----- Data extract -----

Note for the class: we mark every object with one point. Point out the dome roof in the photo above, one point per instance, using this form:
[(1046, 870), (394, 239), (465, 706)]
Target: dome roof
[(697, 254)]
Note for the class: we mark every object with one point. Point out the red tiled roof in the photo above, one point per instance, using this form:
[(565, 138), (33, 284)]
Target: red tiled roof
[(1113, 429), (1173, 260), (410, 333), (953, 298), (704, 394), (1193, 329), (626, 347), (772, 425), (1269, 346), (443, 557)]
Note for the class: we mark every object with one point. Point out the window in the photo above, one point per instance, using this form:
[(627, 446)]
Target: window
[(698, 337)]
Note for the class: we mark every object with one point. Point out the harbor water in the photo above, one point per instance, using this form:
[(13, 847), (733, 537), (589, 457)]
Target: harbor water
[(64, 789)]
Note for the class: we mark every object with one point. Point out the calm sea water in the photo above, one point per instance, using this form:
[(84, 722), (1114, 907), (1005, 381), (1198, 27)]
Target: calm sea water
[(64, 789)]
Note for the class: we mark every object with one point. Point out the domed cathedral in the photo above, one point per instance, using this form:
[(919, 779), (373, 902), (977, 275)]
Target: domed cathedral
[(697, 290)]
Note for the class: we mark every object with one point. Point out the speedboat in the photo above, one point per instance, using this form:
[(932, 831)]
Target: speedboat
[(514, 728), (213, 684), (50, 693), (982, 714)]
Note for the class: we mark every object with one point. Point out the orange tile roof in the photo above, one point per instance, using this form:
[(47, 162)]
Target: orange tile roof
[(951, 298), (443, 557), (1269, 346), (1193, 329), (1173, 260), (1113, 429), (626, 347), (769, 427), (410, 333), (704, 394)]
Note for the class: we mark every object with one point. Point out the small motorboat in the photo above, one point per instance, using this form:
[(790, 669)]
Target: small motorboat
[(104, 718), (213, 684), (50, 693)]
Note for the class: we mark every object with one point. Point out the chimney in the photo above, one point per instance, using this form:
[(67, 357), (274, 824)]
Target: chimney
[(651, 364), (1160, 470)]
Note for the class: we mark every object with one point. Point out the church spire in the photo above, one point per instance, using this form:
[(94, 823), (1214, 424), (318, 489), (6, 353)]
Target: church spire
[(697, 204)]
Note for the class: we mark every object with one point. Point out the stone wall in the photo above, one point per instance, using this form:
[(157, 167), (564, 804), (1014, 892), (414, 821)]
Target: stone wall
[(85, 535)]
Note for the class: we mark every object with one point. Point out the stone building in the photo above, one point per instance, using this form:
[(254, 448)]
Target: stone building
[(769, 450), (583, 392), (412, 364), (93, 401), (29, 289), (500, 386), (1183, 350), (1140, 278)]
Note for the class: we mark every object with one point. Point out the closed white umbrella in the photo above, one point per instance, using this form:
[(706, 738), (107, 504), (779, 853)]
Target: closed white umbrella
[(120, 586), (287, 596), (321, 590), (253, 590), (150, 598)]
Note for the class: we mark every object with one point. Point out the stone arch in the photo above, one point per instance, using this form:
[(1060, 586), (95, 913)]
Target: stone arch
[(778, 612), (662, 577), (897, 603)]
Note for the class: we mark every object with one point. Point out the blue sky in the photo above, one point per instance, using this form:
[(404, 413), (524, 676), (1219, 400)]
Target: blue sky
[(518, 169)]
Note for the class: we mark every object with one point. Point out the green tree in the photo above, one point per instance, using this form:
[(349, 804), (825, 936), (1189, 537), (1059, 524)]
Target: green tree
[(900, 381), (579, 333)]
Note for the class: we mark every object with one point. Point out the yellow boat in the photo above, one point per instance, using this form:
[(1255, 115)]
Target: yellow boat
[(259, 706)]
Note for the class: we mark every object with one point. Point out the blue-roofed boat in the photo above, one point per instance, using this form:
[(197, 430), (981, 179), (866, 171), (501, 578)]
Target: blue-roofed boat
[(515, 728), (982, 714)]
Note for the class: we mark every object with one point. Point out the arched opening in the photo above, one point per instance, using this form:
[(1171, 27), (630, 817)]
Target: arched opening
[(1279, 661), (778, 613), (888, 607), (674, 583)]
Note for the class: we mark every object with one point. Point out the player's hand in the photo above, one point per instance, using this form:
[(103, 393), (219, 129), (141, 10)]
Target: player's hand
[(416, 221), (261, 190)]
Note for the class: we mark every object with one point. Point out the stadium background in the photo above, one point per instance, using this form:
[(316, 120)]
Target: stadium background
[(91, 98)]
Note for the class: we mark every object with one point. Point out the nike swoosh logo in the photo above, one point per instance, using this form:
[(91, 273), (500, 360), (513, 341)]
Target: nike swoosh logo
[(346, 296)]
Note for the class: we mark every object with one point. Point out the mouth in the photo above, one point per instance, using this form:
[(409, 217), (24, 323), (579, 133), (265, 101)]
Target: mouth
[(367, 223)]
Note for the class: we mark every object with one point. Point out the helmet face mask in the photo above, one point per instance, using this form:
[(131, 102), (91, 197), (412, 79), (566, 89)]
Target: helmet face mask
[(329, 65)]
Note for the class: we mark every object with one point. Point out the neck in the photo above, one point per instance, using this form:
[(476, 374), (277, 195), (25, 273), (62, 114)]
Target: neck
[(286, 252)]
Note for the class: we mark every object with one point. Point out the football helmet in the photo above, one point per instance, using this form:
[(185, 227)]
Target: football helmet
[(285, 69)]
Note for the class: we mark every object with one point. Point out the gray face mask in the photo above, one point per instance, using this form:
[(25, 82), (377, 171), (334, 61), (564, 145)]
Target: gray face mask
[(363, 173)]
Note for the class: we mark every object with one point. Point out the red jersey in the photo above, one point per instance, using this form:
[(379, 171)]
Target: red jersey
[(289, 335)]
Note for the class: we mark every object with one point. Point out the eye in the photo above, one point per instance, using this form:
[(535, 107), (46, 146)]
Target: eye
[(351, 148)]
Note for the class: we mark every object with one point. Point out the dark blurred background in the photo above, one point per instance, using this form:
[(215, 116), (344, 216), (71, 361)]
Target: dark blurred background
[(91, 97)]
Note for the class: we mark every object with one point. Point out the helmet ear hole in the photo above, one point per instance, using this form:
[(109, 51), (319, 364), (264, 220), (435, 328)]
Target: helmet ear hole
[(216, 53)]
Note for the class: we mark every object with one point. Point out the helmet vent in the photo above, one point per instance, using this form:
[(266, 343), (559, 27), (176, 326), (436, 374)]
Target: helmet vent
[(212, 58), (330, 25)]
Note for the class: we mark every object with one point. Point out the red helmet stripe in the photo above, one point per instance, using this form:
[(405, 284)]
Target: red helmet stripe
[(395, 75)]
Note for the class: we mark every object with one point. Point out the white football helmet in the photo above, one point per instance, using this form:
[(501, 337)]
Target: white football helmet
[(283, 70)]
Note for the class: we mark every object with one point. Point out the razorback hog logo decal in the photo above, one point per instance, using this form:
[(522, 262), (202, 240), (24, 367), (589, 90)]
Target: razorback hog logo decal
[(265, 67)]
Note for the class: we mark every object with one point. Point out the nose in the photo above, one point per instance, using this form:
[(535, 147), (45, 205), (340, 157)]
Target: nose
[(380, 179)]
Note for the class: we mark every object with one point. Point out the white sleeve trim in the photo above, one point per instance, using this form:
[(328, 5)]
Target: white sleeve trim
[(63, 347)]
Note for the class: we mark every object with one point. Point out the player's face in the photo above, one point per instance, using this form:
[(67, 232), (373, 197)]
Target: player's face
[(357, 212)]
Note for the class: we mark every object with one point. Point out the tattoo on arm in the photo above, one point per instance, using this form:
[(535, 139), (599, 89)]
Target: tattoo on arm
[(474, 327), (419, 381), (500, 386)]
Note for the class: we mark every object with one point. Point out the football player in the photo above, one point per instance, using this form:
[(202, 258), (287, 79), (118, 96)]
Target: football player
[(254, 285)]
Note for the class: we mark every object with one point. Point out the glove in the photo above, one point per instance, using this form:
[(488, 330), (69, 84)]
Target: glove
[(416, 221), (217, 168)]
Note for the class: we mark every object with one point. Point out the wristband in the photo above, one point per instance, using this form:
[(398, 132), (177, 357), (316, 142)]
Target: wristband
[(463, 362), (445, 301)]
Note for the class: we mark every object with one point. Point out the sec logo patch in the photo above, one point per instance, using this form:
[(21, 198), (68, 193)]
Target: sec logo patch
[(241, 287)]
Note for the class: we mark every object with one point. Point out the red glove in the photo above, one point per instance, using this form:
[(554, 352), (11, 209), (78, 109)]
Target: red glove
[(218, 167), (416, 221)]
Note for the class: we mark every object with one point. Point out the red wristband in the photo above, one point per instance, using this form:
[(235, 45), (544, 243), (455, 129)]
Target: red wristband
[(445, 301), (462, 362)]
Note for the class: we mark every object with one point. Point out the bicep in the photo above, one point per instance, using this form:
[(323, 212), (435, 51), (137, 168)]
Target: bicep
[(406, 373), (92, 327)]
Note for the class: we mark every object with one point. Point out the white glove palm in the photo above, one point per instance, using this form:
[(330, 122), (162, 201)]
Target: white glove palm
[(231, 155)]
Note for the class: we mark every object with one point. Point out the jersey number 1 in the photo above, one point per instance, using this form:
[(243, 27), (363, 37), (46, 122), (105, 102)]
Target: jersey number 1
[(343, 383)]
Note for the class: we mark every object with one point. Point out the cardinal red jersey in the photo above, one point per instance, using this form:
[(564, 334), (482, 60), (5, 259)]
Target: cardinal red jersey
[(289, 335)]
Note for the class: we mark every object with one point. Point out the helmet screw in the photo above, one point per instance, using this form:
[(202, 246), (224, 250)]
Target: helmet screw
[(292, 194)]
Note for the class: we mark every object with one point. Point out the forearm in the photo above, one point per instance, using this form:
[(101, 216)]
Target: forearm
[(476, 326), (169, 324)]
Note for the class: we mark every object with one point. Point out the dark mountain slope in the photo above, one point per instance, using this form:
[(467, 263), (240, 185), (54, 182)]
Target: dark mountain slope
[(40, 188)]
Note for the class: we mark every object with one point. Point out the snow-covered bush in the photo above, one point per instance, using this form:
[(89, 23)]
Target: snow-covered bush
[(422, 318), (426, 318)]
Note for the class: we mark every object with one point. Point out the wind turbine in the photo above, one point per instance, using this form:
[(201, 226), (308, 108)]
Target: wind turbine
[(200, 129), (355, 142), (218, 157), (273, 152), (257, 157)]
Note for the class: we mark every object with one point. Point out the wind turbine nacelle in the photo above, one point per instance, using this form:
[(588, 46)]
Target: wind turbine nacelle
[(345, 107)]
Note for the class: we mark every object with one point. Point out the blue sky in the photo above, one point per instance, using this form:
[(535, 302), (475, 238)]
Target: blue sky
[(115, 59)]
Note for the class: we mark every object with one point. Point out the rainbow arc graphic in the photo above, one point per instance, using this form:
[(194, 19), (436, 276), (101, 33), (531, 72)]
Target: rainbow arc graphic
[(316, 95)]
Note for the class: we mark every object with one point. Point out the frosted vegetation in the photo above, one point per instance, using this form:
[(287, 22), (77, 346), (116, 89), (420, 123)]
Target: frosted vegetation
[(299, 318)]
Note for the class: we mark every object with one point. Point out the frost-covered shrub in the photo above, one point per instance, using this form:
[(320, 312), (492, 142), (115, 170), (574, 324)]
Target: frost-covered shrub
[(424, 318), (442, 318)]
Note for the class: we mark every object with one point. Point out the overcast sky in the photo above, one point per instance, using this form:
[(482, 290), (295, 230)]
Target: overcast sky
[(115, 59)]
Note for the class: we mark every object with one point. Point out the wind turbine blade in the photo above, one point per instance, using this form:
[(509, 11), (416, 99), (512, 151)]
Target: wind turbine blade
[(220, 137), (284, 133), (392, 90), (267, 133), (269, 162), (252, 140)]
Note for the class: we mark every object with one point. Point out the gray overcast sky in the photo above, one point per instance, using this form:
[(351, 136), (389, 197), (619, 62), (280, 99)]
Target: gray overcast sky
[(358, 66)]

-----

Task brief: Please rename "helmet" to "headgear" in the items from the line with "the helmet vent" up to and including the line with "[(416, 221), (217, 168)]", and return only those lines with nothing else changed.

Answer:
Note for the class: we mark every object with one point. Point out the headgear vent in the photo above, one point per instance, using this form:
[(266, 343), (559, 27), (176, 326), (436, 374)]
Target: headgear vent
[(212, 58), (330, 25)]
Note for the class: we mark every object with one point. Point out the red headgear stripe in the photo above, one point per instance, using this form:
[(405, 284)]
Target: red headgear stripe
[(395, 75)]
Note for the class: we mark every object with one point. Point out the white football headgear in the photo above, one point per instance, using this form:
[(501, 337)]
Target: white football headgear
[(283, 70)]
Note for the class: we mark every object with one point. Point out the razorback hog logo decal in the photo above, one point per instance, using this form:
[(522, 262), (202, 240), (24, 367), (589, 90)]
Target: razorback hog logo decal
[(265, 67)]
Note for the class: we mark every object with one point. Point out the nose in the photo above, one point per instance, using this form:
[(535, 147), (45, 205), (340, 157)]
Target: nose
[(380, 179)]
Note for the class: we mark every object with one point. Point out the white sleeve trim in the photo above, one point per instance, using this form:
[(328, 5)]
Target: white sleeve trim
[(63, 347)]
Note for the class: we mark every object with one point. Point out the player's face in the photo above, one point per instance, using this form:
[(67, 232), (373, 197)]
Target: player's face
[(357, 212)]
Note for the class: we mark every object with one point. Point out the tattoo on arm in the photo above, one point per instance, using this form:
[(535, 139), (599, 89)]
Target: tattoo on arm
[(474, 327), (419, 381), (500, 386)]
Note for the class: we mark every object with one point. Point out the football player in the photo above, one point per instance, using this form:
[(202, 258), (287, 79), (118, 96)]
Target: football player
[(254, 285)]
Note for the class: we mark every object with one point. Point out the glove in the photo above, one point per instance, using this form:
[(488, 330), (69, 84)]
Target: glove
[(416, 221), (217, 168)]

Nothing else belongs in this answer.